Einträge aus einem Datensatz
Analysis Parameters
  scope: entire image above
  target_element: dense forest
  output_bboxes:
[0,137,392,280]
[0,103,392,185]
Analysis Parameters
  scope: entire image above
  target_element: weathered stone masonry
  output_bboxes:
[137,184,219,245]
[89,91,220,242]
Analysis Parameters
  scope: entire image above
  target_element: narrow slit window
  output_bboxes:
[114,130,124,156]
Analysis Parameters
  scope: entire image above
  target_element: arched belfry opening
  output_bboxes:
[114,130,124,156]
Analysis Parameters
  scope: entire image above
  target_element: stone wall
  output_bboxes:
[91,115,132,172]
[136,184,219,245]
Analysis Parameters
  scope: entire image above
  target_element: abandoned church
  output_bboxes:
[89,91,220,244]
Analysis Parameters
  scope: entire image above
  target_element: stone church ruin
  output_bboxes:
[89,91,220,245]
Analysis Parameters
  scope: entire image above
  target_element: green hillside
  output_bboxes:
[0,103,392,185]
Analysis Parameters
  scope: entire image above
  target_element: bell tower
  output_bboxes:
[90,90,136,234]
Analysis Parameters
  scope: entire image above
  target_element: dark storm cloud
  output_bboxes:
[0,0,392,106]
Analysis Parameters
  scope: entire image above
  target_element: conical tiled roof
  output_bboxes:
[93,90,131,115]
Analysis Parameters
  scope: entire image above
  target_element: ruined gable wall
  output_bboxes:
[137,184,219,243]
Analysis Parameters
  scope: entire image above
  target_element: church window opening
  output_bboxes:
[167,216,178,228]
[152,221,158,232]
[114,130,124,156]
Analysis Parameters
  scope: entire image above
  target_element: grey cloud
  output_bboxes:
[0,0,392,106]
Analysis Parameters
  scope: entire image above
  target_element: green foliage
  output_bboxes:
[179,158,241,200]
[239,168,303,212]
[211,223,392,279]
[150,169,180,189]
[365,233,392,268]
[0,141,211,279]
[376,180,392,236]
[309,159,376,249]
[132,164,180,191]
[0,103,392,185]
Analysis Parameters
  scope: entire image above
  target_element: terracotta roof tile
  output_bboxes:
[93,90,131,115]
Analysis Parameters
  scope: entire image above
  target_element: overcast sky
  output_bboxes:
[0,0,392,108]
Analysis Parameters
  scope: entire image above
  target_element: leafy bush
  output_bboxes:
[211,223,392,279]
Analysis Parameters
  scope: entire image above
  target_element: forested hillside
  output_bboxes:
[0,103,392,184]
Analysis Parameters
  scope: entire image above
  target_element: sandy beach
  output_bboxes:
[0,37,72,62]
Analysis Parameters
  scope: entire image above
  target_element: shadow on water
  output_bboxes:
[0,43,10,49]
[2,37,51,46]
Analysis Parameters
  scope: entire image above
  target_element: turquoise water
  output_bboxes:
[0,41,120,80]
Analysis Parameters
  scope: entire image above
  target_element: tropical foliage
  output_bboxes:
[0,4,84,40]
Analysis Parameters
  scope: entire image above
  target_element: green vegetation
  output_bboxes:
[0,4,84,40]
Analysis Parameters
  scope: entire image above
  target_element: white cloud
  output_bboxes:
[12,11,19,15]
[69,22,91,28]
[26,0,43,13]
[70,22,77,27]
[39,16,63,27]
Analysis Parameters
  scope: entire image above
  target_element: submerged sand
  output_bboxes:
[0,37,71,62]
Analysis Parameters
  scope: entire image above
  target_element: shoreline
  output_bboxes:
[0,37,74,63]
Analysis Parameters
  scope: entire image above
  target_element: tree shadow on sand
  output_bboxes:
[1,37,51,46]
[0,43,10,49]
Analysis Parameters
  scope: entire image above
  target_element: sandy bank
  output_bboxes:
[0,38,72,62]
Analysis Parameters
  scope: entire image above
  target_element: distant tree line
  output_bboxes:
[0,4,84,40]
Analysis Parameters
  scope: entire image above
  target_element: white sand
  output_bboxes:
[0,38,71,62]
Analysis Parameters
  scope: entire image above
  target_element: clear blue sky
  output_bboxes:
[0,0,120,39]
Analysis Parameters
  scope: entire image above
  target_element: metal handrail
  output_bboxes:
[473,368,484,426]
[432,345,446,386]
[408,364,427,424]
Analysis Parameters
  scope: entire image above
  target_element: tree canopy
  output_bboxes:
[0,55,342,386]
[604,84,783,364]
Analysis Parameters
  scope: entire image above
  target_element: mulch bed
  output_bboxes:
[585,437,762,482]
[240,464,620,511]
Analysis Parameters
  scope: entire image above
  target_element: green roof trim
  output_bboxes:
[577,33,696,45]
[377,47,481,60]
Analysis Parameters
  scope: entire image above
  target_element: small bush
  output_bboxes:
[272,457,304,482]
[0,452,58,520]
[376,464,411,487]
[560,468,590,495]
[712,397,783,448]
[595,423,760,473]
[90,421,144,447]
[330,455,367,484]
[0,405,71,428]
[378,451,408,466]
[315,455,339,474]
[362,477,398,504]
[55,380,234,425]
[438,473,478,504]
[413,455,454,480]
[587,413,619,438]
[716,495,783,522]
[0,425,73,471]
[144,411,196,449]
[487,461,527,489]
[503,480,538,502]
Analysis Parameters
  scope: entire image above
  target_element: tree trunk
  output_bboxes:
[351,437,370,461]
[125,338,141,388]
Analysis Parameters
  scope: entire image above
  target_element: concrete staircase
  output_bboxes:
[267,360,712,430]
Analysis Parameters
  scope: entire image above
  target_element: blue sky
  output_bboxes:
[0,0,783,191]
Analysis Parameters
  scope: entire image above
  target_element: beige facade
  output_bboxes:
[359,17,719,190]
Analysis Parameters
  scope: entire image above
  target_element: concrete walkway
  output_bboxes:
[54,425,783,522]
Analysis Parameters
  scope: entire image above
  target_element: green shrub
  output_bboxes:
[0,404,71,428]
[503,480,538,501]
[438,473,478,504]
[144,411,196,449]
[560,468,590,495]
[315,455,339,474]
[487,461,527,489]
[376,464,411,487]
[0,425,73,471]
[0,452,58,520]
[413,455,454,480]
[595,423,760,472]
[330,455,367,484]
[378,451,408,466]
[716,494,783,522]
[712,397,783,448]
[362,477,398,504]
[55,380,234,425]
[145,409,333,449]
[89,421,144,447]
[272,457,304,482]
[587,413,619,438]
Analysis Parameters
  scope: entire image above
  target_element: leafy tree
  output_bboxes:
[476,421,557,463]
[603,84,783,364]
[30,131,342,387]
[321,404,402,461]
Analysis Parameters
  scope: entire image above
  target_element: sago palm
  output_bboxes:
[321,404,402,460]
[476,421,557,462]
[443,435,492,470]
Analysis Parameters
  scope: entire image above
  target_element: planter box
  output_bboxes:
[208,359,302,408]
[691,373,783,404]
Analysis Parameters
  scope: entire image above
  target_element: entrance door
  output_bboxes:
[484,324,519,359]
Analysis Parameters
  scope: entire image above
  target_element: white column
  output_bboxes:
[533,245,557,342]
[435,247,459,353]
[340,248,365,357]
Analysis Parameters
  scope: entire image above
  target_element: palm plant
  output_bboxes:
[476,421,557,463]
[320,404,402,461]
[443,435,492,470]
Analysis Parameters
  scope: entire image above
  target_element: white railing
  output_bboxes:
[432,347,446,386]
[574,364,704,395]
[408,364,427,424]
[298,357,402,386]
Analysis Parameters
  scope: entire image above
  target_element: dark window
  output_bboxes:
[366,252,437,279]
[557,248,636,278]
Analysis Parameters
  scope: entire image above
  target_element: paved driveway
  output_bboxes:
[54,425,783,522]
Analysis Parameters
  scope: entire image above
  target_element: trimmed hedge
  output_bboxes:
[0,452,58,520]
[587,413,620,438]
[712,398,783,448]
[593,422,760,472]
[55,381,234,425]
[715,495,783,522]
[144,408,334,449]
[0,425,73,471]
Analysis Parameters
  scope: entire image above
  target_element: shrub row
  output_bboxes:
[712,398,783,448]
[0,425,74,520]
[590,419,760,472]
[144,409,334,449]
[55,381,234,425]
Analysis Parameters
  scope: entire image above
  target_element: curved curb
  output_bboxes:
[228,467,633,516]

#### Zu erledigende Aufgabe
Gib die Zeilen oben wortgetreu wieder. Beginne mit der ersten Zeile und höre nach der Zeile auf, die „[89,91,220,245]“ enthält.

#### Ergebnis der Übung
Analysis Parameters
  scope: entire image above
  target_element: dense forest
  output_bboxes:
[0,137,392,280]
[0,103,392,185]
Analysis Parameters
  scope: entire image above
  target_element: weathered stone masonry
  output_bboxes:
[137,184,219,245]
[89,91,220,242]
Analysis Parameters
  scope: entire image above
  target_element: narrow slit window
  output_bboxes:
[114,130,124,156]
Analysis Parameters
  scope: entire image above
  target_element: arched belfry opening
  output_bboxes:
[114,130,124,156]
Analysis Parameters
  scope: entire image above
  target_element: stone wall
  output_bboxes:
[91,115,132,172]
[136,184,219,245]
Analysis Parameters
  scope: entire image above
  target_element: abandoned church
  output_bboxes:
[89,91,220,244]
Analysis Parameters
  scope: entire image above
  target_element: stone church ruin
  output_bboxes:
[89,91,220,245]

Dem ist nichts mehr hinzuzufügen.